Pull out every line in the records below that contains the string "medallion", matching case exactly.

Point labeling records:
■ ■ ■ ■ ■
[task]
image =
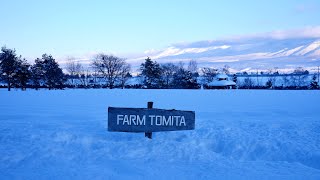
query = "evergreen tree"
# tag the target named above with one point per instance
(14, 70)
(314, 84)
(22, 75)
(151, 72)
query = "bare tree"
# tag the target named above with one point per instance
(125, 74)
(226, 69)
(193, 66)
(248, 83)
(299, 77)
(74, 68)
(168, 71)
(209, 74)
(110, 66)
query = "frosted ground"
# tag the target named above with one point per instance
(240, 134)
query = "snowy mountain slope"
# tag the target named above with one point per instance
(239, 134)
(263, 52)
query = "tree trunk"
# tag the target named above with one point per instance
(9, 85)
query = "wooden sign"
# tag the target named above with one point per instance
(149, 120)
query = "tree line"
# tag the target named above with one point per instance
(45, 72)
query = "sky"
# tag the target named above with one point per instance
(67, 28)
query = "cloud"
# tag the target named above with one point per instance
(306, 8)
(306, 32)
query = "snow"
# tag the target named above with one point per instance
(222, 83)
(240, 134)
(310, 48)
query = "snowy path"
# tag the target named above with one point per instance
(239, 135)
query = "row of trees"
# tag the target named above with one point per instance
(45, 72)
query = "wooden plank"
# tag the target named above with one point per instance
(149, 120)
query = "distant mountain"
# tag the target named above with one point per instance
(247, 53)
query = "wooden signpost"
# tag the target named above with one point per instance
(149, 120)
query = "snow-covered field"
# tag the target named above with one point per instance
(240, 134)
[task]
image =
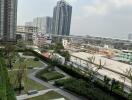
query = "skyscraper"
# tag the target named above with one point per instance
(129, 36)
(8, 19)
(62, 18)
(44, 24)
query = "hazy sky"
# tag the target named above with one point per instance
(105, 18)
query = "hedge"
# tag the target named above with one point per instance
(77, 74)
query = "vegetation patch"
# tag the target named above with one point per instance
(28, 84)
(85, 89)
(49, 75)
(48, 96)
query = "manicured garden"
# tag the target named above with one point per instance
(104, 89)
(28, 83)
(86, 89)
(49, 75)
(48, 96)
(30, 63)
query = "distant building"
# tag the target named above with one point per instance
(29, 24)
(40, 39)
(28, 29)
(26, 32)
(8, 19)
(44, 24)
(62, 18)
(130, 37)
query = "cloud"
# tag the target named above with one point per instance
(102, 7)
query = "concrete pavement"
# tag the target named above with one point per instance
(60, 91)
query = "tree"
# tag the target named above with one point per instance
(10, 54)
(20, 74)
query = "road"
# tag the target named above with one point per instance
(26, 96)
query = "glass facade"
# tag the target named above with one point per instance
(8, 19)
(62, 18)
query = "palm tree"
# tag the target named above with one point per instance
(20, 74)
(10, 54)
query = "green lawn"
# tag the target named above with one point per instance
(48, 96)
(28, 83)
(30, 63)
(51, 75)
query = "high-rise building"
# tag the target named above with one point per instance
(44, 24)
(62, 18)
(29, 24)
(129, 36)
(8, 19)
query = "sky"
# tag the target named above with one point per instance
(103, 18)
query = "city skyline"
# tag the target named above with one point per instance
(62, 18)
(8, 18)
(109, 18)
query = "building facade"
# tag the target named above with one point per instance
(8, 19)
(62, 18)
(129, 36)
(44, 24)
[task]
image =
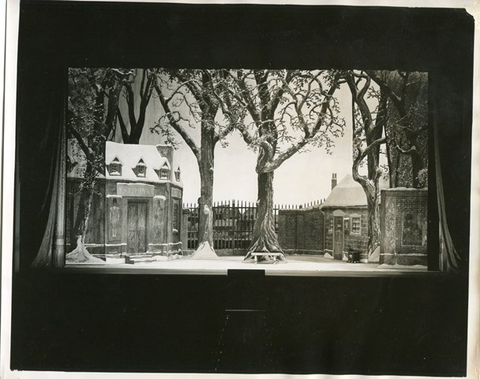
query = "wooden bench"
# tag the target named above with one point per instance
(260, 254)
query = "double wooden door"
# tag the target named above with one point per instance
(338, 239)
(137, 227)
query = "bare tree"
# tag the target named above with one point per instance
(407, 128)
(93, 97)
(192, 101)
(288, 110)
(368, 135)
(137, 92)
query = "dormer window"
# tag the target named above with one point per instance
(141, 169)
(115, 168)
(164, 172)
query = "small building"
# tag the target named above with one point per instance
(137, 204)
(333, 227)
(345, 218)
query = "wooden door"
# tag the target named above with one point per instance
(137, 228)
(338, 238)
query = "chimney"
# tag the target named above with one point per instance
(334, 180)
(167, 152)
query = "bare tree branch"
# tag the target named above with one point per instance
(178, 128)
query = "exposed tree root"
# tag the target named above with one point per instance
(204, 252)
(81, 255)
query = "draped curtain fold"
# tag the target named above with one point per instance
(450, 259)
(52, 249)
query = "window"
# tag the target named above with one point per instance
(164, 172)
(176, 215)
(115, 168)
(356, 224)
(141, 169)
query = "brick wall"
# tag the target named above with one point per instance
(404, 227)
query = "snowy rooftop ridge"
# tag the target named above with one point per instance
(348, 193)
(133, 155)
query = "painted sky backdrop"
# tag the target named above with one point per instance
(304, 177)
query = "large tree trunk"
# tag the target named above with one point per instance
(84, 204)
(264, 238)
(205, 249)
(373, 205)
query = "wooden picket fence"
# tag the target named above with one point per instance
(233, 222)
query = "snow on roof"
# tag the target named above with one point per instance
(131, 156)
(348, 193)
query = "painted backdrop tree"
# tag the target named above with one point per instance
(369, 117)
(407, 126)
(192, 101)
(288, 110)
(93, 96)
(132, 108)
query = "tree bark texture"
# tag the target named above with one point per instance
(264, 238)
(206, 168)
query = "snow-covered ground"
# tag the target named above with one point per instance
(296, 265)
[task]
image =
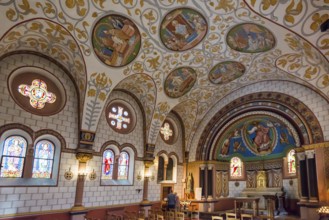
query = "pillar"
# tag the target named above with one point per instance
(312, 178)
(303, 178)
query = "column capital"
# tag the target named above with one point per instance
(301, 155)
(309, 154)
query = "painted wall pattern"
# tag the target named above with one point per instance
(157, 61)
(225, 72)
(183, 29)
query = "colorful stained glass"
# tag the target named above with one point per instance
(38, 94)
(166, 131)
(291, 162)
(43, 159)
(13, 156)
(236, 167)
(107, 166)
(123, 166)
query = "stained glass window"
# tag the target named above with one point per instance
(108, 162)
(236, 167)
(43, 159)
(291, 162)
(123, 166)
(170, 169)
(38, 93)
(13, 157)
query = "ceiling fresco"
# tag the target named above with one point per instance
(137, 45)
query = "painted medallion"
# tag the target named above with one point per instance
(179, 82)
(257, 135)
(116, 40)
(183, 29)
(226, 72)
(250, 38)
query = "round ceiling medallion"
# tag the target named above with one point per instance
(120, 116)
(116, 40)
(180, 81)
(168, 132)
(37, 91)
(225, 72)
(250, 38)
(183, 29)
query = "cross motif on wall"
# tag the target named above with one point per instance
(38, 93)
(166, 131)
(119, 118)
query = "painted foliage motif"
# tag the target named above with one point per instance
(43, 159)
(257, 135)
(107, 168)
(13, 157)
(225, 72)
(116, 40)
(250, 38)
(183, 29)
(179, 82)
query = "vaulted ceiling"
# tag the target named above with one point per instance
(217, 47)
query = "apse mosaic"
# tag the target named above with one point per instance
(43, 159)
(38, 93)
(225, 72)
(250, 38)
(116, 40)
(183, 29)
(13, 157)
(108, 161)
(179, 82)
(256, 135)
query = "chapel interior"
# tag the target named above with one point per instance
(108, 105)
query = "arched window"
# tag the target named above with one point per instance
(117, 166)
(107, 167)
(123, 167)
(170, 168)
(235, 167)
(160, 168)
(43, 159)
(291, 159)
(13, 157)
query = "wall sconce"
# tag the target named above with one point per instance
(139, 176)
(68, 175)
(92, 175)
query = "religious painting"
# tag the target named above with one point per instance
(179, 82)
(225, 72)
(183, 29)
(291, 159)
(235, 167)
(107, 165)
(250, 38)
(120, 116)
(255, 135)
(43, 159)
(13, 157)
(116, 40)
(123, 166)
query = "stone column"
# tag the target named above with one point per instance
(202, 180)
(312, 178)
(303, 178)
(83, 158)
(145, 201)
(210, 182)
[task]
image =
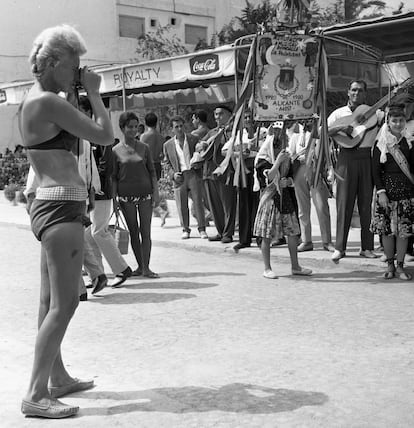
■ ■ ■ ■ ■
Correct result >>
query = "painted medallion"
query = "round ceiling medallion"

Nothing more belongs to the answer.